Write out the rows from the line with "Target: stone block" up to and including the line with "[(197, 87), (59, 91)]", with their requests unchanged. In each answer, add 35 to every x and y coordinate.

Information supplied start

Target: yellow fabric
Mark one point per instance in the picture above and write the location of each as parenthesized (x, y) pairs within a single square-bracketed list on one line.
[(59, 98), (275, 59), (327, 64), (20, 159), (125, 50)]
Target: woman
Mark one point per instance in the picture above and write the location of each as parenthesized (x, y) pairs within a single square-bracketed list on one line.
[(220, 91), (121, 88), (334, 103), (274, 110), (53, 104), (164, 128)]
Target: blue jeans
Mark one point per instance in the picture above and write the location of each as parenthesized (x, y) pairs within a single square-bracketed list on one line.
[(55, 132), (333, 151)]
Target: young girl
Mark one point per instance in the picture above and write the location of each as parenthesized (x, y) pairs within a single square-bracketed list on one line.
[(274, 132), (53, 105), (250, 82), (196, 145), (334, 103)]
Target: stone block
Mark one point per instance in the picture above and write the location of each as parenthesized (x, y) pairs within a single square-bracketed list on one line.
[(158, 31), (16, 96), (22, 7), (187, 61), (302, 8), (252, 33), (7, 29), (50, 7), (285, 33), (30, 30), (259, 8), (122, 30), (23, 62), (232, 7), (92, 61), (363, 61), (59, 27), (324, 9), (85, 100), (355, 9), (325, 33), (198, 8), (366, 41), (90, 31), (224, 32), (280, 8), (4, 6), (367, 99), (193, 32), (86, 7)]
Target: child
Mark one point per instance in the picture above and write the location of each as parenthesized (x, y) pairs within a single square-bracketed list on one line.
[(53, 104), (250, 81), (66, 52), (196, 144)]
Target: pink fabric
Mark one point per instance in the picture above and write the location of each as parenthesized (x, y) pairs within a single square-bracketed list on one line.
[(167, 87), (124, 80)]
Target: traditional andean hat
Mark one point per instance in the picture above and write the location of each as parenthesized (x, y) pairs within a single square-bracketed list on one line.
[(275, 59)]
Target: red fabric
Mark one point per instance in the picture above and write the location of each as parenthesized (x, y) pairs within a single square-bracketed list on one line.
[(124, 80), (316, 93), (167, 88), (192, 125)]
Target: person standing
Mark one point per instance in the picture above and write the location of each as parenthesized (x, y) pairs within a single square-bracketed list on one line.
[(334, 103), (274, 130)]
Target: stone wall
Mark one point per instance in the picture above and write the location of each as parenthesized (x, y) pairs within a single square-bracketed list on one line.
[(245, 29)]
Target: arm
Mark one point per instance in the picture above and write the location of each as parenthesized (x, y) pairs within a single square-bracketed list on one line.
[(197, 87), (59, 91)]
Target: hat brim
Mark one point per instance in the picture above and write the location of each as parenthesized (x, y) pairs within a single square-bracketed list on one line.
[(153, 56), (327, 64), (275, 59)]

Information supplied end

| Output below |
Target: stone block
Mark one point per instance in the picture above and write the location of each as parenthesized (x, y) pairs within a single square-bracketed list on one line.
[(193, 66), (51, 131), (57, 42), (222, 96), (337, 43), (287, 68), (42, 64), (85, 42), (320, 68), (65, 65), (294, 43), (157, 65), (58, 97), (267, 42), (127, 96), (398, 96), (94, 62), (359, 44), (120, 135), (390, 44), (360, 68), (233, 43), (401, 76), (125, 66), (259, 67), (315, 43), (39, 41), (402, 134), (228, 67), (121, 42)]
Target: child
Mark one point per instance in the picture above and write the location of each as parenthesized (x, y) pairs within a single square-bracketed list on one line.
[(88, 139), (285, 116), (101, 87), (231, 179)]
Target: pink fabric
Mark one point per instance in the picture above and write the location of each as parenthesized (x, y) pairs within a single square-bracketed list on one line.
[(202, 122), (159, 115)]
Target: traditional andean hat
Mark one point per instance in the picture above and write the location of each as parenthesized (x, y) pairs within a single square-bracketed list on one line.
[(310, 94)]
Target: red fabric
Mark one point per instance in the picture above and write the location of each as parenthesized (x, y) pairs within a single square-bracketed list on one line.
[(159, 115), (351, 128), (202, 123), (227, 160)]
Target: person standing
Mark one point per instance in the picture above and write the location of each as parenthesized (x, y) pairs within a single square-bracketed list on one line.
[(369, 138), (309, 165)]
Target: stone wall
Mark one point per instance in the picture above and write the location of each as parenthesized (x, y) pairs within a single square-bracketed list on one line.
[(280, 64)]
Target: arm
Mark one point per instance in the picture above and write the location of each as parenthesized (x, y) pairs within a single square-bracketed list on one line.
[(232, 122), (94, 126)]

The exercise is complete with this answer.